=== What to work on ===
Each entry that follows must be output without any deviation.

▬▬▬▬▬▬

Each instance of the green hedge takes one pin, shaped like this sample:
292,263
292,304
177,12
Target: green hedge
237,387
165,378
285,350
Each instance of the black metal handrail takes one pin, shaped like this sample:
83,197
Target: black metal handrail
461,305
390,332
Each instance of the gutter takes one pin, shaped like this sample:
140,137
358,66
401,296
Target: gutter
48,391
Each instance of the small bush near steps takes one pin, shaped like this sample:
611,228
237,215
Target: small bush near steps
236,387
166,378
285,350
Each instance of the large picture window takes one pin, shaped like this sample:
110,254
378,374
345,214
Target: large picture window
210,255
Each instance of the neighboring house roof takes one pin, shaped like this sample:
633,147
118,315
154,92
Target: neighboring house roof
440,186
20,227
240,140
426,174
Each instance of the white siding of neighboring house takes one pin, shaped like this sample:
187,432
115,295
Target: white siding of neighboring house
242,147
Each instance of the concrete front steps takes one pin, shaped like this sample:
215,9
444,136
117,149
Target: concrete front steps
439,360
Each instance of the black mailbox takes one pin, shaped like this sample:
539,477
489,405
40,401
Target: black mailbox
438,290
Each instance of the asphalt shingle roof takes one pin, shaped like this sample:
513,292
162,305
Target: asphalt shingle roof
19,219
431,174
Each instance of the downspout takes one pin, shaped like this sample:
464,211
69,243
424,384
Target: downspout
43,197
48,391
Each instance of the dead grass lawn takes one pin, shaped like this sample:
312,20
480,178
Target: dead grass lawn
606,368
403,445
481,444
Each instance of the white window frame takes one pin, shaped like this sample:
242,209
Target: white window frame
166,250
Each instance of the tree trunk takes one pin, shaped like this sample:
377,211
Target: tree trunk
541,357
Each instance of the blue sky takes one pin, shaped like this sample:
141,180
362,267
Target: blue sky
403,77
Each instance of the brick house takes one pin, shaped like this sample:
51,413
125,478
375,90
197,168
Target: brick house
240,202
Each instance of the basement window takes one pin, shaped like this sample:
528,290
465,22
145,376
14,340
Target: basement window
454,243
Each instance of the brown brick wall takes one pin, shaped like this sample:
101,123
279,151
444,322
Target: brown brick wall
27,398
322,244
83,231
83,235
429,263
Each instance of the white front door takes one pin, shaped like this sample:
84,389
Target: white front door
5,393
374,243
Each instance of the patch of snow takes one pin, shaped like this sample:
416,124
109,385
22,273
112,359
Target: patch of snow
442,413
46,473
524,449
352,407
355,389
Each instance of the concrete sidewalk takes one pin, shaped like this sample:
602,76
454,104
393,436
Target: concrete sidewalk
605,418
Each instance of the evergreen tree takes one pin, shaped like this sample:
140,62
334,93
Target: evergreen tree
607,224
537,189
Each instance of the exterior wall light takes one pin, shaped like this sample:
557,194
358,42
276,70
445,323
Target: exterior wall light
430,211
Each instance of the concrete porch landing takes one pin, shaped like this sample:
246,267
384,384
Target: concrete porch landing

▬▬▬▬▬▬

=== Reply ===
Each instance of the green hedge takes one pin, shaped like this sample:
292,263
292,304
177,12
Target: green hedge
237,387
165,378
285,350
Each instance of the black metal handrail takes one pin, shaped like this sample:
83,197
Target: black metal handrail
461,305
390,332
Each instance of the gutter takes one pin, shaped like this sample:
140,137
358,66
401,296
Target: gutter
48,391
Each instance of the small bush near steps takes one pin, shaped like this sample:
611,228
237,215
Target: small bush near steps
236,387
166,378
285,350
Each instance of the large picture window takes one pin, shaped like this sample:
110,254
378,374
345,214
Target: large picture window
210,255
Each instance of the neighboring house roof takes one pin, shaped like this sample:
633,147
118,315
154,92
Target: neighboring house roof
440,186
20,227
240,140
426,174
Each instance of the white siding of neighboring house takes one pin, shaped like this sample:
187,432
115,295
Target: white siding of neighboring house
242,147
Each instance of the concrete front steps takes one pin, shaped like this sample:
215,9
444,136
117,149
Target: concrete front steps
439,360
Each instance of the black mailbox takes one pin, shaped like this sample:
539,477
489,405
40,401
Target: black mailbox
438,290
Each instance of the asphalt shingle roof takes one pin, shaped like this sample:
513,292
162,305
Target: asphalt shingle roof
19,219
431,174
Each instance of the downspout takes one pin, shaped like this sample:
464,211
69,243
424,384
Target: downspout
43,197
48,391
Each instance of the dead grass lawn takes one pin, shaped like this sample:
312,20
480,178
Target: dead grass lawn
606,368
403,445
481,444
Each instance of the white window frame takes one pin, shaped like this sample:
242,209
Target: white window frame
166,250
Each instance of the tree trunk takes one pin, shaped like this sample:
377,211
Target: tree trunk
541,357
Each instance of the blue sky takes one pin, shaped like this sample:
141,180
362,267
Target: blue sky
403,77
Each instance of the brick house takes one pin, shaped like this sample:
51,413
125,478
375,90
197,168
Target: brick house
240,202
Each instance of the basement window takes one pin, shaped like this sample:
528,290
465,22
145,376
14,340
Target: basement window
454,243
Each instance of the brown brick wall takes one pin, shaped like this sample:
101,123
279,151
444,322
Target: brown brick wall
27,398
322,244
83,231
83,235
429,263
Each instance of the white front door takes one pin, shaped like this sample:
84,389
Target: white front door
5,393
374,243
Each instance of the patch of snow takes one pin, shaped like this sample:
416,124
109,385
22,273
112,359
Target: patch of snow
442,413
46,473
524,449
352,407
355,389
Each instance of the concrete sidewalk takes one pin, shaped like this sample:
602,76
454,104
393,436
Target: concrete sidewalk
605,418
Each instance of the evergreen tree takes one pin, shaped like this sample:
140,62
334,93
Target: evergreen tree
607,224
537,189
Each instance of the exterior wall light takes one pin, shaped like this sample:
557,194
358,42
276,70
445,323
Target: exterior wall light
430,211
Each instance of the concrete porch landing takes one pin, shaped like this sample:
246,267
384,384
Target: concrete porch landing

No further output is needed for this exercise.